__Task description__. The entries below should be transcribed in their entirety, exactly as written.

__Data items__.
#####

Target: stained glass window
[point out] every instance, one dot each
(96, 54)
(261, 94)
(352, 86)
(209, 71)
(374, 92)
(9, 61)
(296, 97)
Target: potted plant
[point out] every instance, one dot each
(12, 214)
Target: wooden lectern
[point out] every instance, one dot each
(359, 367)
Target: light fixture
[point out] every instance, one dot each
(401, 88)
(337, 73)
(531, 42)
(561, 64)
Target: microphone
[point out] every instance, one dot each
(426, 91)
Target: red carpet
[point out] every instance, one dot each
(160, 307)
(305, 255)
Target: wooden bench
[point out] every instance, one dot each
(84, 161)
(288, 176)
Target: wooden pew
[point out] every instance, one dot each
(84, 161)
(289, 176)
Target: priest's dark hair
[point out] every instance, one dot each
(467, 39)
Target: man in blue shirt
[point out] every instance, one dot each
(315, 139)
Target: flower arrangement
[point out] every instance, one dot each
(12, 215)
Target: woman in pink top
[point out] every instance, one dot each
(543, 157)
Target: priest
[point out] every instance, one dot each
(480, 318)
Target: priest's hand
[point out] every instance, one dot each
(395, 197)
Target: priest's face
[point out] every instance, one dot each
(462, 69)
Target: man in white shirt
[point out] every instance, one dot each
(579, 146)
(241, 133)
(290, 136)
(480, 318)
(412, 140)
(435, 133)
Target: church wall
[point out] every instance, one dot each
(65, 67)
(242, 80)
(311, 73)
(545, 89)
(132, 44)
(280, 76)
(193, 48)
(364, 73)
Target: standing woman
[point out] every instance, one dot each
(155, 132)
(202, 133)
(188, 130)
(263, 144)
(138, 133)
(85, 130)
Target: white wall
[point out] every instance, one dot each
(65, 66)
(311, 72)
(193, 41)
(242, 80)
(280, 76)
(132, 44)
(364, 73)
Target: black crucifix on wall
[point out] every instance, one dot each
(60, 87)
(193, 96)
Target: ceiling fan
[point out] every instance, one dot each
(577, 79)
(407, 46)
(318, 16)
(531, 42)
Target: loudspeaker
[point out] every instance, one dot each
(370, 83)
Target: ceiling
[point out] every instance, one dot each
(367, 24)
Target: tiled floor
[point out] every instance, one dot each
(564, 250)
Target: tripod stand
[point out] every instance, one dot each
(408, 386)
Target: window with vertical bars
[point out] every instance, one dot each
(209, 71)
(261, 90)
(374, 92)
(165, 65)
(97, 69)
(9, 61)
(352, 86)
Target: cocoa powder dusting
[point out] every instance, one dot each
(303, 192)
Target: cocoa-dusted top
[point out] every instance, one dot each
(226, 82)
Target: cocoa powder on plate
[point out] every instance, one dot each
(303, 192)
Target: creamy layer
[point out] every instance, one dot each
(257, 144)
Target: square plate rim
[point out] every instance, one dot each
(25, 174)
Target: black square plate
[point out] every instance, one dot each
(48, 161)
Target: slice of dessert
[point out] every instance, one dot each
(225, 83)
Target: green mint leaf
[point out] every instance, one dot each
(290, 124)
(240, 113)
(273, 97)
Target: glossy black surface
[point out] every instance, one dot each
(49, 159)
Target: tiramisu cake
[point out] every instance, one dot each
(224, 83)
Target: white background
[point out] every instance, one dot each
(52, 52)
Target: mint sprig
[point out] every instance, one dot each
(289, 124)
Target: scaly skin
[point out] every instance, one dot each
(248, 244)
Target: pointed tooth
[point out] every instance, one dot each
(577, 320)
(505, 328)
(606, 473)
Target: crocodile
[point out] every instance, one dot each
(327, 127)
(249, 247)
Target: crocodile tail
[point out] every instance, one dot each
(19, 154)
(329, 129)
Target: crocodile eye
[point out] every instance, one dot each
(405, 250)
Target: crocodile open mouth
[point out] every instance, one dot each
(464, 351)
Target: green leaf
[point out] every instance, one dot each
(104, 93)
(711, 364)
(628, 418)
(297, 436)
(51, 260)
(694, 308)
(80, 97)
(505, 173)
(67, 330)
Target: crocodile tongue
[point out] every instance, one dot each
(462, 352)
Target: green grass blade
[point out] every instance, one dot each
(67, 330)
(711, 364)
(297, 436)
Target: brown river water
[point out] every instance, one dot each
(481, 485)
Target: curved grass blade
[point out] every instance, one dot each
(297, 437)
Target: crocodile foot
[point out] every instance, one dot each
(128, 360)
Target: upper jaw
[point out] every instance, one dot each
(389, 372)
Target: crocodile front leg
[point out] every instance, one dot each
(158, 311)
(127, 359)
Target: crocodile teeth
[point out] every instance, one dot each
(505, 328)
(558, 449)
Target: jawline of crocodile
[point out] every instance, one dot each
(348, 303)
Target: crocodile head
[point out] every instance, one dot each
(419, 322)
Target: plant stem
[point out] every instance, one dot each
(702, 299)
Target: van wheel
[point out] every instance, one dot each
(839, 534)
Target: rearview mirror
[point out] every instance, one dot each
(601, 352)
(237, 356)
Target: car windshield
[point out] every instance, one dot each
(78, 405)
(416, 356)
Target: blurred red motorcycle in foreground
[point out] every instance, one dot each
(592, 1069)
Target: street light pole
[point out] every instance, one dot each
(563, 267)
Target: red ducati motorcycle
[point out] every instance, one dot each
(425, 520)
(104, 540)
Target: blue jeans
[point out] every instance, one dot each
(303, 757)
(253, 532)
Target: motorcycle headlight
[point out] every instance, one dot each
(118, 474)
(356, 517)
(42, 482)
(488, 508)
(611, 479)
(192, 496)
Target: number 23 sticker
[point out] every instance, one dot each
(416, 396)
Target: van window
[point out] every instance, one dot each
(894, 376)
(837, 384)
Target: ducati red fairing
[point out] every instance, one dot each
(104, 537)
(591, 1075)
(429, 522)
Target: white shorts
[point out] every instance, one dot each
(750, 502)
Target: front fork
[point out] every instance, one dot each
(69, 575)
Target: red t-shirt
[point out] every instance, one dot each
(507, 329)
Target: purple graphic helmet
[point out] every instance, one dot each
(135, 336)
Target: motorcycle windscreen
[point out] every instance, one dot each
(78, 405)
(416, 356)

#####

__Reply to the exercise__.
Target: stained glass window
[point out] every instance, one dot each
(96, 54)
(261, 94)
(352, 86)
(209, 71)
(374, 92)
(9, 61)
(296, 97)
Target: potted plant
[point out] every instance, one dot each
(12, 214)
Target: wooden lectern
[point out] every instance, one dot each
(359, 367)
Target: light fixture
[point out] every instance, one dot each
(401, 88)
(337, 73)
(531, 42)
(561, 64)
Target: microphone
[point out] every instance, one dot each
(426, 91)
Target: red carpet
[point out] every instance, one dot each
(160, 307)
(305, 255)
Target: wooden bench
[point out] every instance, one dot each
(84, 161)
(288, 176)
Target: wooden pew
[point out] every instance, one dot each
(84, 161)
(289, 176)
Target: priest's dark hair
[point out] every instance, one dot each
(467, 39)
Target: man in blue shirt
[point out] every instance, one dot each
(315, 139)
Target: flower arrangement
[point out] every instance, one dot each
(12, 215)
Target: woman in pink top
[point out] every instance, one dot each
(543, 157)
Target: priest
[point out] every instance, one dot each
(480, 318)
Target: priest's hand
[point out] every instance, one dot each
(395, 197)
Target: priest's face
[point out] every instance, one dot each
(462, 69)
Target: man in white shirt
[point out] every instance, one dot each
(579, 146)
(241, 133)
(290, 136)
(480, 318)
(412, 140)
(435, 133)
Target: church wall
[point out] every instance, one dot each
(65, 67)
(242, 80)
(311, 73)
(545, 89)
(132, 44)
(280, 76)
(193, 48)
(364, 73)
Target: standing woman
[point out] every instance, one dot each
(155, 132)
(202, 133)
(188, 130)
(263, 144)
(138, 133)
(85, 130)
Target: white wall
[point out] every instance, one dot each
(65, 66)
(311, 72)
(193, 41)
(242, 80)
(280, 76)
(132, 44)
(364, 73)
Target: black crucifix on wall
[point out] every instance, one dot each
(60, 87)
(193, 96)
Target: ceiling fan
[point out] every instance, one dot each
(577, 79)
(407, 46)
(318, 16)
(531, 42)
Target: loudspeaker
[point out] every instance, one dot each
(370, 83)
Target: ceiling
[point out] every instance, one dot each
(367, 24)
Target: tiled floor
[point out] every instance, one dot each
(564, 250)
Target: tripod stand
[point out] every instance, one dot each
(408, 386)
Target: window with vertical bars
[point out] every instance, one dot each
(209, 71)
(261, 90)
(374, 92)
(165, 65)
(97, 69)
(9, 61)
(352, 86)
Target: cocoa powder dusting
[point out] every instance, one dot each
(303, 192)
Target: cocoa-dusted top
[point out] every instance, one dot each
(226, 82)
Target: cocoa powder on plate
[point out] every instance, one dot each
(303, 192)
Target: creamy layer
[point out] every instance, one dot each
(257, 144)
Target: square plate rim
[point out] every instance, one dot each
(25, 174)
Target: black square plate
[point out] every instance, one dot each
(48, 161)
Target: slice of dessert
[point out] every instance, one dot each
(225, 83)
Target: green mint leaf
[point out] every instance, one dot each
(290, 124)
(240, 113)
(273, 97)
Target: glossy black surface
[point out] every instance, one dot each
(49, 159)
Target: tiramisu cake
[point out] every instance, one dot each
(224, 83)
Target: white background
[point out] every instance, one dot each
(52, 52)
Target: mint sprig
[point out] every instance, one dot each
(289, 124)
Target: scaly skin
[point out] every instance, one dot each
(248, 244)
Target: pointed tooth
[point out] every instance, one dot each
(577, 320)
(505, 328)
(606, 473)
Target: crocodile
[point out] every instance, one dot each
(327, 127)
(249, 247)
Target: crocodile tail
[point out] every instance, one dot each
(19, 154)
(329, 129)
Target: crocodile eye
[point out] every instance, one dot each
(405, 250)
Target: crocodile open mouth
[point out] every instance, one dot each
(464, 351)
Target: green leaf
[point out] every instance, one dot each
(104, 93)
(711, 364)
(628, 418)
(297, 436)
(51, 260)
(694, 308)
(80, 97)
(505, 173)
(67, 330)
Target: crocodile tongue
[point out] every instance, one dot each
(462, 352)
Target: green grass blade
[point out] every instance, one dot each
(67, 330)
(711, 364)
(297, 436)
Target: brown river water
[point out] every instance, one dot each
(481, 485)
Target: curved grass blade
[point out] every instance, one dot each
(297, 437)
Target: crocodile foot
[point out] every instance, one dot each
(128, 360)
Target: upper jaw
[point out] every instance, one dot each
(389, 372)
Target: crocodile front leg
[point out] every instance, one dot each
(158, 311)
(127, 359)
Target: crocodile teeth
[point out] every instance, one dot each
(505, 328)
(558, 449)
Target: jawline of crocodile
[point out] every instance, one dot each
(348, 303)
Target: crocodile head
[point out] every instance, one dot each
(419, 322)
Target: plant stem
[point out] every instance, one dot each
(702, 299)
Target: van wheel
[point out] every instance, one dot each
(839, 534)
Target: rearview mirror
[point out] every instance, one dot each
(601, 352)
(237, 356)
Target: car windshield
[point out] every instance, one dot each
(78, 405)
(416, 356)
Target: blurred red motorcycle in foreground
[point out] every instance, one dot each
(592, 1069)
Target: street light pole
[point out] every instance, one dot each
(563, 267)
Target: red ducati motorcycle
[point out] every instance, one dot each
(425, 520)
(104, 540)
Target: blue jeans
[point out] every instance, one dot each
(303, 757)
(253, 532)
Target: motorcycle headlight
[point out] every instance, one dot each
(118, 474)
(356, 517)
(42, 482)
(488, 508)
(611, 479)
(192, 496)
Target: number 23 sticker
[point out] every instance, one dot each
(416, 396)
Target: van window
[point out] every instance, one dot each
(894, 376)
(837, 384)
Target: ducati red fairing
[point out] every instance, one dot each
(104, 537)
(591, 1075)
(429, 522)
Target: white shorts
[point out] every instance, one dot each
(750, 502)
Target: front fork
[point out] every instance, one dot each
(69, 575)
Target: red t-shirt
[point out] every instance, one dot each
(507, 329)
Target: purple graphic helmet
[point out] every instance, one dot each
(135, 336)
Target: motorcycle windscreen
[point out] every instance, one dot each
(78, 405)
(416, 356)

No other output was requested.